DO THIS:
In the records, from the line containing "Q: Where is the black" through the end of the records, substitute "four whole numbers" for "four integers" and reproduce those lines with no other change. Omit any pictures from your answer.

Items from a dataset
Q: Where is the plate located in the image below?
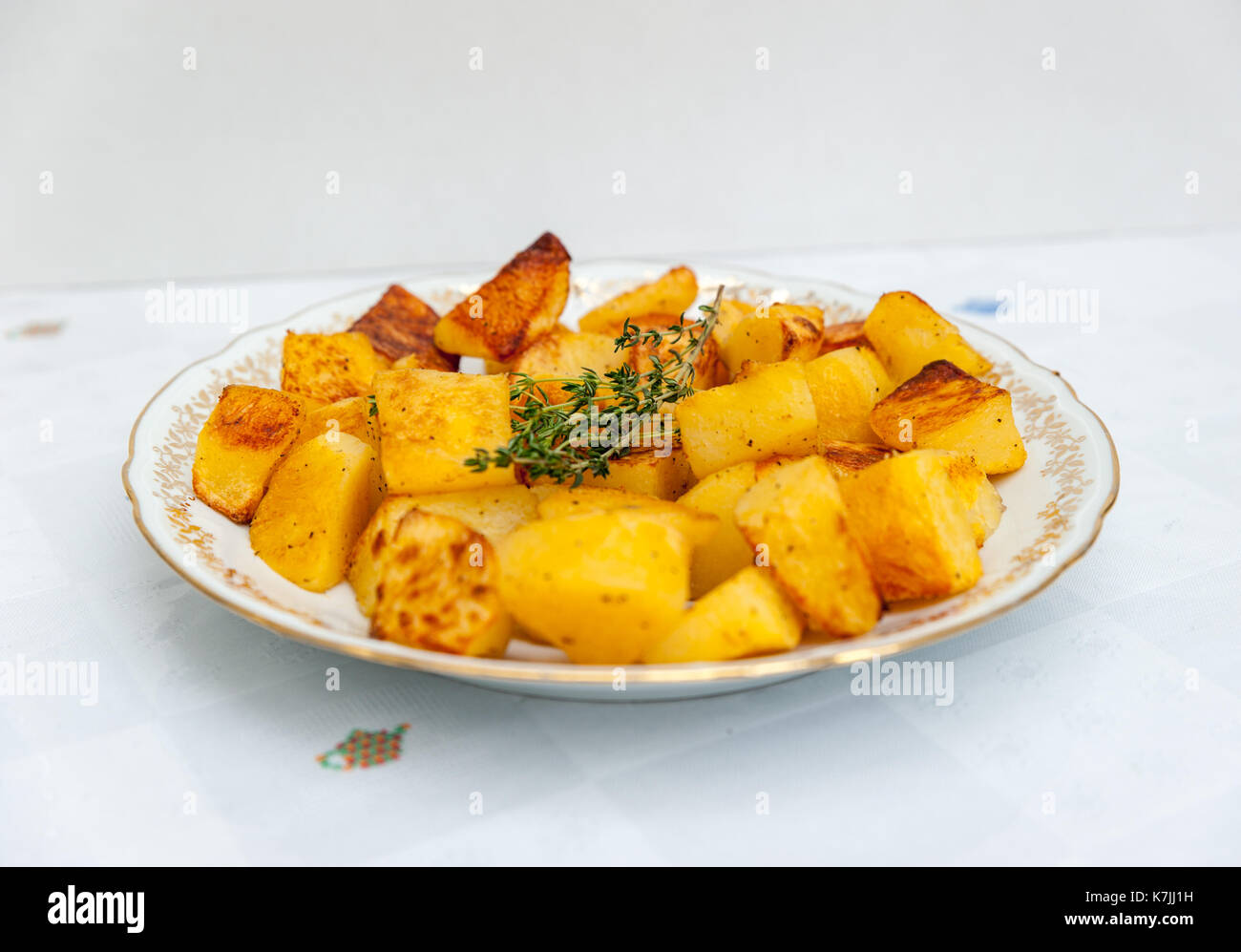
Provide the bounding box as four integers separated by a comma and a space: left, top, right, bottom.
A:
123, 261, 1120, 701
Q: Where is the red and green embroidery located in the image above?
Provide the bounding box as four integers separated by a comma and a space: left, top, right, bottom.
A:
315, 724, 410, 771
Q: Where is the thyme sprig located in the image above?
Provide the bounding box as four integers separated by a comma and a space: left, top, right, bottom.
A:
464, 285, 724, 487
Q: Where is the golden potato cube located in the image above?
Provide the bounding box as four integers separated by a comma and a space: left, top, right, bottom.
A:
371, 509, 513, 658
578, 265, 698, 336
281, 330, 389, 406
582, 443, 695, 500
193, 384, 306, 524
537, 487, 720, 546
736, 456, 884, 638
499, 509, 690, 664
914, 450, 1004, 547
865, 290, 992, 384
675, 360, 818, 479
293, 397, 380, 453
819, 320, 870, 353
510, 328, 625, 403
840, 453, 983, 601
642, 566, 806, 664
249, 434, 380, 592
375, 370, 516, 496
620, 314, 728, 390
677, 463, 756, 599
434, 232, 568, 361
870, 360, 1025, 473
806, 347, 893, 452
348, 285, 459, 371
720, 304, 823, 375
818, 439, 896, 479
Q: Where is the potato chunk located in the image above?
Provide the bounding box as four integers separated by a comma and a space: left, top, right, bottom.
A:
865, 290, 992, 384
819, 320, 870, 353
434, 232, 568, 363
736, 456, 884, 638
193, 384, 306, 524
675, 360, 818, 479
870, 360, 1025, 473
499, 510, 690, 664
371, 509, 513, 658
582, 444, 694, 500
375, 370, 515, 496
249, 434, 380, 592
578, 265, 698, 336
720, 304, 823, 375
509, 328, 625, 403
281, 330, 389, 407
348, 285, 459, 371
840, 453, 983, 601
293, 397, 380, 453
806, 347, 893, 452
538, 487, 720, 546
642, 566, 806, 664
678, 463, 756, 599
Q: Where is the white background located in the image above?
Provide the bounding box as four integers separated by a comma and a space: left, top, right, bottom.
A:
0, 0, 1241, 286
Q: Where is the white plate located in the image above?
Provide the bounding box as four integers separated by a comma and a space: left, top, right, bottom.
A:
123, 261, 1120, 700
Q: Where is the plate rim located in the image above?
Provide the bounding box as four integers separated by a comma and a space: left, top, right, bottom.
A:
120, 257, 1121, 688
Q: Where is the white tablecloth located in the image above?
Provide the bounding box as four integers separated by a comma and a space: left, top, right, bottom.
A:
0, 231, 1241, 864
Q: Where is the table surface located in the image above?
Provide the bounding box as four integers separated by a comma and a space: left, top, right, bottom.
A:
0, 231, 1241, 864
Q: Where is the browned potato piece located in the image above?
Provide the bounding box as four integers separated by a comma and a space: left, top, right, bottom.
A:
806, 347, 893, 447
193, 384, 306, 524
348, 285, 459, 370
870, 360, 1025, 475
375, 370, 515, 496
510, 328, 625, 403
736, 456, 884, 638
840, 453, 983, 601
720, 304, 823, 373
582, 444, 695, 499
434, 232, 568, 363
281, 330, 389, 406
865, 290, 992, 384
677, 360, 818, 479
819, 320, 869, 353
578, 264, 698, 336
249, 434, 380, 592
371, 509, 513, 658
293, 397, 380, 452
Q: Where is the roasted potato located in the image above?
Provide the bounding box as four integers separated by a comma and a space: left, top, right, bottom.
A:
578, 265, 698, 336
499, 510, 690, 664
293, 397, 380, 453
537, 487, 720, 546
806, 345, 893, 451
371, 509, 513, 658
509, 328, 625, 403
870, 360, 1025, 473
348, 285, 459, 371
193, 384, 306, 524
840, 453, 983, 601
819, 320, 870, 353
678, 462, 756, 599
249, 434, 380, 592
582, 443, 695, 500
281, 330, 389, 407
375, 370, 515, 496
720, 304, 823, 375
864, 290, 992, 384
642, 566, 806, 664
434, 232, 568, 363
735, 456, 884, 638
928, 450, 1004, 547
675, 360, 818, 479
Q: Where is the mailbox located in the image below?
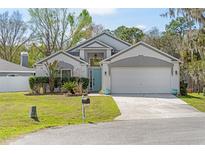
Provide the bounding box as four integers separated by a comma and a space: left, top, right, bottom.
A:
82, 97, 90, 104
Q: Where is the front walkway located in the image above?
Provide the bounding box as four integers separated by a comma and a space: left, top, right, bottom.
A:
113, 94, 205, 120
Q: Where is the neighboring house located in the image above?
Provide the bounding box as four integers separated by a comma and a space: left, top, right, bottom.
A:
35, 32, 180, 93
0, 52, 35, 92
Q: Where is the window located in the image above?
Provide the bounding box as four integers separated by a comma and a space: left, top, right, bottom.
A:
58, 69, 72, 79
90, 57, 102, 66
61, 70, 71, 79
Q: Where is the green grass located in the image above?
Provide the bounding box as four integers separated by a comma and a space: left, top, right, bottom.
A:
179, 93, 205, 112
0, 93, 120, 142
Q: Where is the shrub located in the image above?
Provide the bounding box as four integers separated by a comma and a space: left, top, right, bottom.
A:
70, 77, 89, 90
29, 76, 48, 93
80, 77, 89, 90
180, 81, 188, 96
63, 81, 77, 94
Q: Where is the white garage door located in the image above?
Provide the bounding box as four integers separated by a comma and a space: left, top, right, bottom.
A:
111, 67, 171, 93
0, 76, 30, 92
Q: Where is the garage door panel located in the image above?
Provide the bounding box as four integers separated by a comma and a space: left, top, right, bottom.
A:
111, 67, 171, 93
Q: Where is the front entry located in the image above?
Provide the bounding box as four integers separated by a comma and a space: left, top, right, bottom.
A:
90, 67, 102, 92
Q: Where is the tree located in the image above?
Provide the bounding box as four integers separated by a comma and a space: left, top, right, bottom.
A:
162, 8, 205, 27
90, 23, 104, 37
0, 11, 32, 62
165, 17, 195, 38
143, 27, 162, 49
29, 8, 92, 56
114, 26, 144, 44
44, 60, 59, 93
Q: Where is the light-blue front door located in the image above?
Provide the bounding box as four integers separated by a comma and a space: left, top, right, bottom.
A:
92, 68, 102, 92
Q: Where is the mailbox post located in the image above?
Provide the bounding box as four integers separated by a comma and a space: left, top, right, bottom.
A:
82, 96, 90, 123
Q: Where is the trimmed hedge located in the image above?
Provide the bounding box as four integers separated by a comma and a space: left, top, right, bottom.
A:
29, 76, 89, 91
70, 77, 89, 90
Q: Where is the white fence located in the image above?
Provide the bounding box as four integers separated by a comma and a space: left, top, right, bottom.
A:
0, 76, 30, 92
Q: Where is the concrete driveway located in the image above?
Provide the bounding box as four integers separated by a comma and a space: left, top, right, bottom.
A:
113, 94, 204, 120
7, 117, 205, 145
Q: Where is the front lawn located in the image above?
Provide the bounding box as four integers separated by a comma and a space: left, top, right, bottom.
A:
179, 93, 205, 112
0, 93, 120, 142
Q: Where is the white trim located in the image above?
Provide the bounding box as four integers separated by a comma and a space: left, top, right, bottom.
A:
34, 51, 88, 65
100, 41, 182, 63
60, 68, 73, 79
0, 71, 35, 73
66, 32, 131, 52
80, 40, 113, 49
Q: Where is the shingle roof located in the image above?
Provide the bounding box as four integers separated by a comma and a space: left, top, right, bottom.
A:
0, 59, 34, 73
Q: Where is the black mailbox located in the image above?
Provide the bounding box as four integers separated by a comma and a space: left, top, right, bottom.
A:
82, 97, 90, 104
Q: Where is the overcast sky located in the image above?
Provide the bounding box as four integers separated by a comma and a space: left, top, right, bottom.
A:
0, 8, 170, 31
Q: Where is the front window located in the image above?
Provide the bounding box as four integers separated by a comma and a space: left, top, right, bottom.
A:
90, 54, 103, 66
61, 70, 71, 79
58, 69, 72, 79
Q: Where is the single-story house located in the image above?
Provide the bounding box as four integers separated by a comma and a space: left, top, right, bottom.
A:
0, 52, 35, 92
35, 32, 180, 93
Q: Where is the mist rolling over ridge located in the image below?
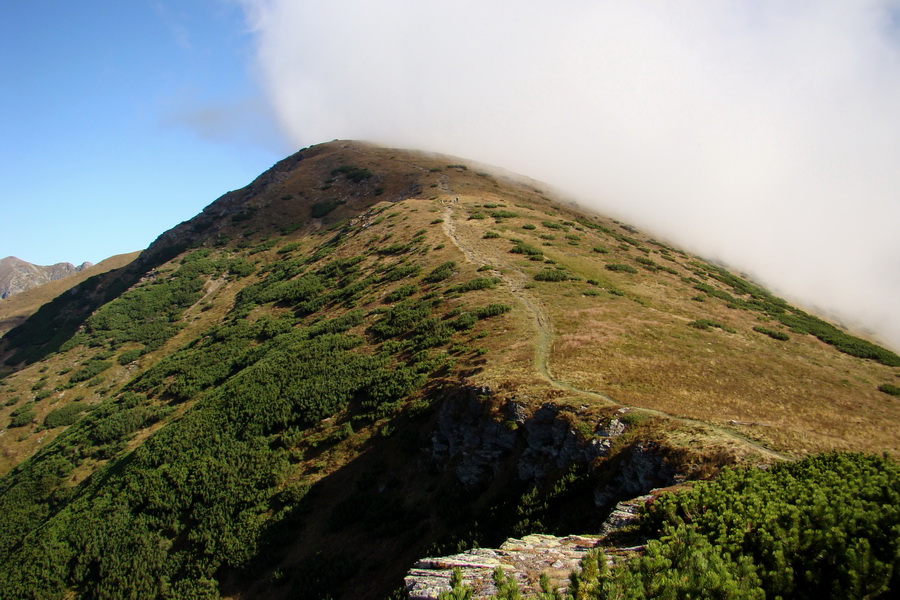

CORRECT RESPONSE:
Q: Where is the black mailbox located in the image above?
Provide the bounding box as four whole numbers separated by a comma and a space: left, top, right, bottom.
A:
82, 97, 90, 104
Q: Where is the overcast sky located in the image above?
Provide the bounding box as four whole numbers separated by a comma and a space: left, top, right, bottom.
A:
0, 8, 170, 31
Q: Where is the front window located in the image above?
Provide the bounding box as four whole numbers separated by a comma and a space: left, top, right, bottom.
A:
90, 54, 103, 66
61, 70, 71, 79
58, 69, 72, 79
Q: Where is the single-story house located in the image above?
Provide the bounding box as four whole numbers separated by a comma and a space: left, top, right, bottom.
A:
0, 52, 35, 92
35, 32, 180, 93
Q: Where is the mist rolling over ridge located in the image below?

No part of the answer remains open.